Extracted entries -
_ _ _ _

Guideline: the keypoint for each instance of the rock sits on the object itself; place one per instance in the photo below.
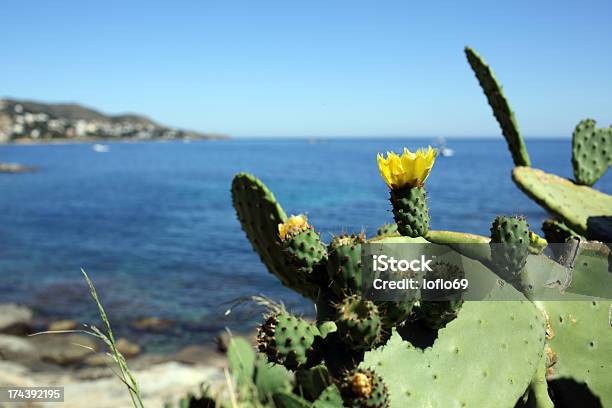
(18, 349)
(14, 168)
(99, 360)
(152, 324)
(223, 339)
(62, 325)
(65, 349)
(15, 319)
(158, 384)
(14, 374)
(193, 355)
(127, 348)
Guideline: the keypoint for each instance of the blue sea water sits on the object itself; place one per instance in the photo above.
(153, 224)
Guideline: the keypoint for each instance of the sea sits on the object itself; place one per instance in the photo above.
(152, 223)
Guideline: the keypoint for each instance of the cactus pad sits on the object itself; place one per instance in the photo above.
(464, 364)
(394, 312)
(289, 340)
(444, 304)
(260, 214)
(580, 337)
(305, 251)
(410, 211)
(591, 152)
(359, 323)
(387, 229)
(362, 388)
(344, 264)
(509, 246)
(557, 232)
(501, 108)
(585, 210)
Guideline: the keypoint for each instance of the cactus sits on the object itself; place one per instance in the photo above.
(463, 365)
(410, 211)
(580, 334)
(557, 232)
(344, 264)
(487, 353)
(362, 388)
(260, 214)
(405, 176)
(501, 108)
(303, 249)
(509, 246)
(394, 312)
(289, 340)
(387, 229)
(514, 331)
(591, 152)
(584, 210)
(359, 323)
(444, 305)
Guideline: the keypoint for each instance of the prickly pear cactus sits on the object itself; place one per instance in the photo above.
(359, 323)
(289, 340)
(591, 152)
(586, 211)
(501, 108)
(509, 246)
(304, 251)
(463, 365)
(394, 312)
(557, 232)
(387, 229)
(580, 338)
(362, 388)
(344, 264)
(410, 211)
(260, 214)
(444, 305)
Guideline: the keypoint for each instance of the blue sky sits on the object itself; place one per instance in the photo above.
(315, 68)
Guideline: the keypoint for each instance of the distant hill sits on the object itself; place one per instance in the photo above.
(22, 121)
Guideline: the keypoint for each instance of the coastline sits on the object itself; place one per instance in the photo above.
(66, 357)
(93, 140)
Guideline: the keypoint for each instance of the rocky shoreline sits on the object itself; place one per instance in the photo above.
(79, 363)
(15, 168)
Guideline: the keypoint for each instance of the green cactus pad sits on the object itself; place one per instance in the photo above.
(557, 232)
(501, 108)
(363, 388)
(305, 251)
(290, 400)
(509, 246)
(591, 152)
(259, 214)
(464, 367)
(310, 383)
(329, 398)
(444, 308)
(359, 323)
(581, 339)
(289, 340)
(344, 264)
(394, 312)
(410, 211)
(387, 229)
(585, 210)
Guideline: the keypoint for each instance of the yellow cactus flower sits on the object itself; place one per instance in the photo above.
(295, 223)
(408, 170)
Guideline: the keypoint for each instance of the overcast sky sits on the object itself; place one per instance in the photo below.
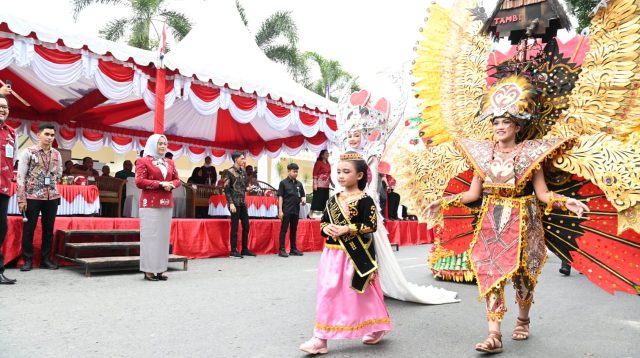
(365, 36)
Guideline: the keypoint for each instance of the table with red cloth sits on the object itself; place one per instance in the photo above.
(257, 206)
(197, 238)
(74, 200)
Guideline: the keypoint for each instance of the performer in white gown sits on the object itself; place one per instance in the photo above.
(364, 127)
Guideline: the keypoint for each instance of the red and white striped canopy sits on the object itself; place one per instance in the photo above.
(102, 93)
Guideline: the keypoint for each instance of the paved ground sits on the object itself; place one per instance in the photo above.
(264, 307)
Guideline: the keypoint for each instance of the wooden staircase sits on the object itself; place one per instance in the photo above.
(72, 251)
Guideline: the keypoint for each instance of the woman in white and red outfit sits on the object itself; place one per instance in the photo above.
(321, 181)
(157, 177)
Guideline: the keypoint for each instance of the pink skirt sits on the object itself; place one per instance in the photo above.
(342, 312)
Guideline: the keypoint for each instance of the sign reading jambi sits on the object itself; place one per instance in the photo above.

_ _ _ _

Starting at the line containing "Guideline: the keypoint for each instance of the performer" and ending at the last line of the material above, turn those lines into a Markdown table with columns "No." and "Text", one numbered row per line and blank lines skipped.

| No. | Text |
|---|---|
| 1 | Guideline: the keypoint for each instance of the performer in white gown sits on the object itself; place one per instance in the photo above. |
| 2 | (364, 127) |
| 3 | Guideline: the keypoint for each instance of the red and white striped canopy sits on the object itself; place one per instance in the photo above. |
| 4 | (102, 93) |
| 5 | Guideline: the keypoint for each instance of the paved ground sits on the object itself; place one per instance in the photo above. |
| 6 | (264, 307) |
| 7 | Guideline: the keypoint for each instance of the wooden staircase sits on the object itself; place one per instance in the photo above. |
| 8 | (72, 251) |
| 9 | Guideline: the keypoint for each instance of the woman in white and red outfit sits on the object itself; place one per instance in the photo above. |
| 10 | (321, 181) |
| 11 | (157, 177) |
| 12 | Guideline: the keypoint for each instance of the pink skirt sits on the object itself; place one per instance in the photo above. |
| 13 | (342, 312) |
| 14 | Guideline: the keypoint for each instance of the sign reading jambi sits on the object itself; place one per instance in the photo above. |